- _SHORT PROBLEM_: Return only the line that contains "Question. The photo above holds the plant" and each line after it, through the last line of the data below, copied exactly.

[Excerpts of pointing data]
##############################
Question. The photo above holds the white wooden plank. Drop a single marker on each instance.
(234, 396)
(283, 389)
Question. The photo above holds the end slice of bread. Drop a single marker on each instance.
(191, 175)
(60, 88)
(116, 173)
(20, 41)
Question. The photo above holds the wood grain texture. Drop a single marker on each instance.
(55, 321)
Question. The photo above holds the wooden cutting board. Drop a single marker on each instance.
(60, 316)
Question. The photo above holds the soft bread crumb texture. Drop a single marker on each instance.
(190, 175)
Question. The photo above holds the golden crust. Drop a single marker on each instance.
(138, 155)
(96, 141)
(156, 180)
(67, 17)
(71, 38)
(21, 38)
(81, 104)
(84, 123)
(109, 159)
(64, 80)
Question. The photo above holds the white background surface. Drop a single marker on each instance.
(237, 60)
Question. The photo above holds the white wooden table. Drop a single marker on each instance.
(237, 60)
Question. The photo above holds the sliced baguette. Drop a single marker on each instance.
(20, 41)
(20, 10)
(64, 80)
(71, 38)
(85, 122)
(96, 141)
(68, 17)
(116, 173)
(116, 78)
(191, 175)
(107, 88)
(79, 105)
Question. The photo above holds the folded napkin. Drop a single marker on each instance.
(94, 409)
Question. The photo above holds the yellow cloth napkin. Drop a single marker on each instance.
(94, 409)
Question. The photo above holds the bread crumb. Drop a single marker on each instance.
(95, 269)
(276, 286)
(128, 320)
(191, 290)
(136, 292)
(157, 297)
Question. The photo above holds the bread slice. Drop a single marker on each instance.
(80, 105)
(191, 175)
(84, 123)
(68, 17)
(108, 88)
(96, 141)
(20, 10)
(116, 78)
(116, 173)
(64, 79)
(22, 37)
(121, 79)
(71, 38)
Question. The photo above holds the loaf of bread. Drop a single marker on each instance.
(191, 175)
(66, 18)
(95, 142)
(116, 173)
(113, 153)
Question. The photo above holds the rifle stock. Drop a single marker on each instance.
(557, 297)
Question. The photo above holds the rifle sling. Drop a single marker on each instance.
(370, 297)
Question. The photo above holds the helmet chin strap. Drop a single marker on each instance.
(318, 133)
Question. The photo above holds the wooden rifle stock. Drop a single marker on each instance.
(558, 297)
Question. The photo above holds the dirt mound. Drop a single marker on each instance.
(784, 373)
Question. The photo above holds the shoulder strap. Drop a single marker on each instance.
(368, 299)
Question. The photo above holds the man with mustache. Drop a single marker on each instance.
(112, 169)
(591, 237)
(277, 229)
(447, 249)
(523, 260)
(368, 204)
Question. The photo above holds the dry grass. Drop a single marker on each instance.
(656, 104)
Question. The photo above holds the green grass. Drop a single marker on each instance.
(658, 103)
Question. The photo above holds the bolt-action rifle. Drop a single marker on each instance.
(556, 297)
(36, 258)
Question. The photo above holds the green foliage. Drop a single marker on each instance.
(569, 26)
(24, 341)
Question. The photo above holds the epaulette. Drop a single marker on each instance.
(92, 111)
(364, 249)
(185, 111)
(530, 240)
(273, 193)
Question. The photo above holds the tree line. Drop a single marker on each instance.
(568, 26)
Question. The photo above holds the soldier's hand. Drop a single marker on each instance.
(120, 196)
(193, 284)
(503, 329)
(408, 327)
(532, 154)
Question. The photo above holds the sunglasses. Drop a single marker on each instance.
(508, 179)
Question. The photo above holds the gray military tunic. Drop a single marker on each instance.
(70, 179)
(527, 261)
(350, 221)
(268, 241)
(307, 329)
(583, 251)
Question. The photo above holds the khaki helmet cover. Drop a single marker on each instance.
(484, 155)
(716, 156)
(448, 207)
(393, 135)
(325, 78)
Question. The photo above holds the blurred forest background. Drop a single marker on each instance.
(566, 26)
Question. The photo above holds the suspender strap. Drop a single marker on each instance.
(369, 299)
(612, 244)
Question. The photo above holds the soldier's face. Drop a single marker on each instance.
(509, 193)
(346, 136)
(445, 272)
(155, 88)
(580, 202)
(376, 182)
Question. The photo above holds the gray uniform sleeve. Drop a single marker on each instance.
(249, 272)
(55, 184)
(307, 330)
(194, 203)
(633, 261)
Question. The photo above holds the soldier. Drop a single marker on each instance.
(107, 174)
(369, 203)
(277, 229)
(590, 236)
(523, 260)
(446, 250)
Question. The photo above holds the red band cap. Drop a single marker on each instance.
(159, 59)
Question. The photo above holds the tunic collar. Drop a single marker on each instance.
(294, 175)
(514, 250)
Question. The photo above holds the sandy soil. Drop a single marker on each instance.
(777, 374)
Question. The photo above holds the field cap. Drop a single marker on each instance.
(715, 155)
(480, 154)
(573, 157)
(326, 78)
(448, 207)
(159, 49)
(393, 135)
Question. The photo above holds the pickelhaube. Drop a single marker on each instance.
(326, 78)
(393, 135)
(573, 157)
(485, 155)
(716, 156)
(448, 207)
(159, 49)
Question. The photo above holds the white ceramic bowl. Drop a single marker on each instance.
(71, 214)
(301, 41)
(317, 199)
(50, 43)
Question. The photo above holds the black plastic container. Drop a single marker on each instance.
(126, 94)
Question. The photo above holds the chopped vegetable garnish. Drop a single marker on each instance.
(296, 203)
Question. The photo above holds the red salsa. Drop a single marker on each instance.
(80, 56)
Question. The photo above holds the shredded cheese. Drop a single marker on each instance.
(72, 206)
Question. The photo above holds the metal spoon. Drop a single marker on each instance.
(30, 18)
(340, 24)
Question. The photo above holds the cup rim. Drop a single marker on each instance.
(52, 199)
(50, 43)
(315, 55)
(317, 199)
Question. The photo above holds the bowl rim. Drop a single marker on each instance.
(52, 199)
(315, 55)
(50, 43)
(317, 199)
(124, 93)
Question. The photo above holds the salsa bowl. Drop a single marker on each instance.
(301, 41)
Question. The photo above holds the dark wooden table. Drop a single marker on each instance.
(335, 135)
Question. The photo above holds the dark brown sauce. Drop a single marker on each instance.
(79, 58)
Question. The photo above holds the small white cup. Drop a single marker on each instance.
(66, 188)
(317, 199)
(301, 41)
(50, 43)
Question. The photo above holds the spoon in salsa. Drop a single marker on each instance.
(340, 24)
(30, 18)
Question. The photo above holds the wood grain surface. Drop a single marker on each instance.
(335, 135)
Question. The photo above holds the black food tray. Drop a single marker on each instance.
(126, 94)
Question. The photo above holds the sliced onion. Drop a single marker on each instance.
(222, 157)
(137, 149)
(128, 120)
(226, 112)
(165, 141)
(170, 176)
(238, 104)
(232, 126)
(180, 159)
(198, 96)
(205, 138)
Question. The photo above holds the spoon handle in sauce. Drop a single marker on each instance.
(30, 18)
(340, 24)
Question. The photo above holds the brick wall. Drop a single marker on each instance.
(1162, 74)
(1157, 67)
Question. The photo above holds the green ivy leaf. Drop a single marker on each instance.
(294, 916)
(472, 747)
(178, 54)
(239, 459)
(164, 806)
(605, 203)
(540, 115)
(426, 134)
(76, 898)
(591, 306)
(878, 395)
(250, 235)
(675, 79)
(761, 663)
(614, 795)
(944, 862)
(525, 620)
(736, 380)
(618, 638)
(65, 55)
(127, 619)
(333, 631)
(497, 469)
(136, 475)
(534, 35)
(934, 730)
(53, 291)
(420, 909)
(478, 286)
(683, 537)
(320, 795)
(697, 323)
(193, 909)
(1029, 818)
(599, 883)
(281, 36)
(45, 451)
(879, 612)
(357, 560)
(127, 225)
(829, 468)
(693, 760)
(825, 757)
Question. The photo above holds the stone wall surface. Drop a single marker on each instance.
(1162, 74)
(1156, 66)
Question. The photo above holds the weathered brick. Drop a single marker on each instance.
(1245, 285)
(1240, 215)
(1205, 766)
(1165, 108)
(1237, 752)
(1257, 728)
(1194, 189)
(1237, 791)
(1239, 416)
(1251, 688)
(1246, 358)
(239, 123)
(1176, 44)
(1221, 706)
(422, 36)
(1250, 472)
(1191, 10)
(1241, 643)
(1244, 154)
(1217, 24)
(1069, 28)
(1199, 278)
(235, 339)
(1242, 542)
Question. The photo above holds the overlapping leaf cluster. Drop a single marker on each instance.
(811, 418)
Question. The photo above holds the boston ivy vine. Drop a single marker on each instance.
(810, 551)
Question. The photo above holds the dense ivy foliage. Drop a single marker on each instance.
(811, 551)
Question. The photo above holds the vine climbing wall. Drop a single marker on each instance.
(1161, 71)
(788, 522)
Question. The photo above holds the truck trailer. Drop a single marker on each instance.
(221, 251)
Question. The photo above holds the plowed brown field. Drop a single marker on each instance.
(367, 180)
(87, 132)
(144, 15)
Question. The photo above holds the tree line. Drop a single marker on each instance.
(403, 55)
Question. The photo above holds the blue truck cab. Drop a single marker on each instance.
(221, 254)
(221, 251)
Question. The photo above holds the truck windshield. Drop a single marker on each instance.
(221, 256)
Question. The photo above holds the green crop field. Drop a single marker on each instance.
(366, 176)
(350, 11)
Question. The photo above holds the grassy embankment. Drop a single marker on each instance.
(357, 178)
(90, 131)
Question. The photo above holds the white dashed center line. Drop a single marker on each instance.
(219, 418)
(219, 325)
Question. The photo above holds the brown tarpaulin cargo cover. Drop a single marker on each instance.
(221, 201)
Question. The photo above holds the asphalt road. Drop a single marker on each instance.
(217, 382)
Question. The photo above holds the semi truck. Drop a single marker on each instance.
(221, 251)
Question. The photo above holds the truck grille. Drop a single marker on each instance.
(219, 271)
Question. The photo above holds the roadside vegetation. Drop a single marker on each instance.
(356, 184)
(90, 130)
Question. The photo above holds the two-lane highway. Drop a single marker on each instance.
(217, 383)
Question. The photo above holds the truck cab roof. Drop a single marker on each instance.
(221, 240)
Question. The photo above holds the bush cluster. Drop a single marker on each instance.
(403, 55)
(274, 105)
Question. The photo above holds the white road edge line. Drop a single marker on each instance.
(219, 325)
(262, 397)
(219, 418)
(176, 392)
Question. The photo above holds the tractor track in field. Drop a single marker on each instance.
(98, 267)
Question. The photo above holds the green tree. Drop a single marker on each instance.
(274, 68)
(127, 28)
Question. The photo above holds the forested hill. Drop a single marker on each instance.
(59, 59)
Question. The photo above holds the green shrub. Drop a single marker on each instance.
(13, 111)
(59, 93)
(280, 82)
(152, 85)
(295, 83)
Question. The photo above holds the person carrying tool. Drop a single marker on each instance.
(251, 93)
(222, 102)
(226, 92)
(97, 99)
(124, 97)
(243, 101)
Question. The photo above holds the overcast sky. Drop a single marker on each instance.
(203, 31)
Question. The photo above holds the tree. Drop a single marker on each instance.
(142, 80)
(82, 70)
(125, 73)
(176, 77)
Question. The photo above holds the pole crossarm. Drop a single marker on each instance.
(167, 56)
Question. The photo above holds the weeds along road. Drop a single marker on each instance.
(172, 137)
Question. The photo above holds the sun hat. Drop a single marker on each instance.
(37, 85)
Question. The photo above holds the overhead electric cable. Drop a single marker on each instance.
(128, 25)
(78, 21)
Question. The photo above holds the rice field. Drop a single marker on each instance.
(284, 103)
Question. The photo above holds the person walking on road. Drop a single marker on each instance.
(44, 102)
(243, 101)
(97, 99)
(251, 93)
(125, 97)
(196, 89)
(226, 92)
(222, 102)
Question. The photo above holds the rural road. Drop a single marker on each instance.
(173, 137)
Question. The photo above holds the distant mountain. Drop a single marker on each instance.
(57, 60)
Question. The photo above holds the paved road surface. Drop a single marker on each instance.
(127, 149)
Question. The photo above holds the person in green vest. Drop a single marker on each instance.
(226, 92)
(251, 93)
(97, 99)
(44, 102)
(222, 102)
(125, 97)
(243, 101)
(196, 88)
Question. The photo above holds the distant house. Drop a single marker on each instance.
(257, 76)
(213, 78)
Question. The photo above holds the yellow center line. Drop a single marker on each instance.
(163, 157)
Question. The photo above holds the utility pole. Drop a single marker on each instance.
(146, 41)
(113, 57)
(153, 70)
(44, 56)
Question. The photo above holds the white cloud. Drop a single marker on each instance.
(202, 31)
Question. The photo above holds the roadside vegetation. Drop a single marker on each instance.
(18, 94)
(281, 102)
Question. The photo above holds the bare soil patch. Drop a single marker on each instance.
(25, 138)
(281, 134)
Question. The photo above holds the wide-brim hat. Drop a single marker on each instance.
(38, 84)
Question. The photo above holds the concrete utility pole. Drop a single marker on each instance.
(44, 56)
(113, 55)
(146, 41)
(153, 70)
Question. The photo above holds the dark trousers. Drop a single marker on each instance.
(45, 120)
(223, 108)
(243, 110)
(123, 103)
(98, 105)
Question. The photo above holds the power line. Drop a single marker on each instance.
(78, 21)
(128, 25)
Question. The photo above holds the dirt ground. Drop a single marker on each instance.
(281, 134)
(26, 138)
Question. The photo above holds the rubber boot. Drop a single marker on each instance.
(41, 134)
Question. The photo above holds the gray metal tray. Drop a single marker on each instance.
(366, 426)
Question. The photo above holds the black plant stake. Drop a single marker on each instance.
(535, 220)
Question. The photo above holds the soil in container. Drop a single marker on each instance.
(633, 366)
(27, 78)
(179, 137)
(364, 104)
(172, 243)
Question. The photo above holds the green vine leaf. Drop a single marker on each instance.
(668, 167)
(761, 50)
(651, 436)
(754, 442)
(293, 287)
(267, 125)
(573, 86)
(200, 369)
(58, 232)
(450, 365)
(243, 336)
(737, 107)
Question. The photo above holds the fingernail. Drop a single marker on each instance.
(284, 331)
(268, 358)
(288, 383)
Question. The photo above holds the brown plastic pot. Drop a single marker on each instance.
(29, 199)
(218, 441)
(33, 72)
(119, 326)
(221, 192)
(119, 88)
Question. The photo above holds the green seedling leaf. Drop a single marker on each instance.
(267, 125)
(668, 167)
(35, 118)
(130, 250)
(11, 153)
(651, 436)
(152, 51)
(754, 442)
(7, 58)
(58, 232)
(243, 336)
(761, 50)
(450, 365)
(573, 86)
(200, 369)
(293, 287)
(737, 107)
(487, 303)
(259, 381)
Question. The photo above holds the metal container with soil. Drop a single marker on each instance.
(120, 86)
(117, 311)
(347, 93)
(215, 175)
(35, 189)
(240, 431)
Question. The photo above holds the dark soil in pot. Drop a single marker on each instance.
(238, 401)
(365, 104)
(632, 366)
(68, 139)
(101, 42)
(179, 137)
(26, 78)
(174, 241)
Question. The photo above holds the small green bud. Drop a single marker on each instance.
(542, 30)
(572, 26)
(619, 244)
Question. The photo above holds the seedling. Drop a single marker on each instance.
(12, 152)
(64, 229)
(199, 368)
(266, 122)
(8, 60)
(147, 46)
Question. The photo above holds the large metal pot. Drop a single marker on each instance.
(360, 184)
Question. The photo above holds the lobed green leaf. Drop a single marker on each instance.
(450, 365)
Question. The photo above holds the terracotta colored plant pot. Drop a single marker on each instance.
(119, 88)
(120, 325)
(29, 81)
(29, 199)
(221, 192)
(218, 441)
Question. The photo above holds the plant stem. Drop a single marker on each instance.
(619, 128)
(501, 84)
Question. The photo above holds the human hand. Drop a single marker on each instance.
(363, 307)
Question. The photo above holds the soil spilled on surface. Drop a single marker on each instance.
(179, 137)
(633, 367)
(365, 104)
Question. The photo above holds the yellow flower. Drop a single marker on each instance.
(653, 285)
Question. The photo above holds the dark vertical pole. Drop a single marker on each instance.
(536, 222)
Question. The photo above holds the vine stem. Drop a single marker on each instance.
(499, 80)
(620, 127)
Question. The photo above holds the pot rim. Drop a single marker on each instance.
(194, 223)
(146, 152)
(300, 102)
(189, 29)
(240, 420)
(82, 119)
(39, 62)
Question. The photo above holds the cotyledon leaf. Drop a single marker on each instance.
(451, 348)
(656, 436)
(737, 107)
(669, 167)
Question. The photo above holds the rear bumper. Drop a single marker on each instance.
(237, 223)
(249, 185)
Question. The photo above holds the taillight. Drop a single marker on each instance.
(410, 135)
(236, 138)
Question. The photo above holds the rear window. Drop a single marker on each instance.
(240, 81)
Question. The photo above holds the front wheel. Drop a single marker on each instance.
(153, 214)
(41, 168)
##############################
- _COMPLETE RESPONSE_:
Question. The photo above holds the plant stem. Drop a single marker on each instance.
(619, 128)
(501, 84)
Question. The photo above holds the human hand. Drop a single marker on each instance.
(363, 307)
Question. The photo above holds the soil spilled on surface. Drop a single marker on each instance.
(179, 137)
(633, 367)
(365, 104)
Question. The photo above holds the yellow flower. Drop a single marker on each instance.
(653, 285)
Question. The photo above holds the dark vertical pole. Drop a single marker on each instance.
(536, 222)
Question. The photo above holds the vine stem. Drop a single marker on each instance.
(499, 80)
(620, 127)
Question. The photo above holds the pot rim. Drop a single marker on each instance.
(194, 223)
(146, 152)
(300, 102)
(189, 29)
(240, 420)
(82, 119)
(39, 62)
Question. The photo above holds the cotyledon leaf. Drop a single marker on each instance.
(451, 348)
(656, 436)
(737, 107)
(669, 167)
Question. The photo above holds the rear bumper. Drop a single marker on each instance.
(237, 223)
(249, 185)
Question. The photo above holds the taillight. Drop a single marker on each instance.
(410, 135)
(236, 138)
Question. The photo above holds the rear window. Drop a single marker on each instance.
(240, 81)
Question. The photo above holds the front wheel. Drop a single marker on each instance.
(153, 214)
(41, 168)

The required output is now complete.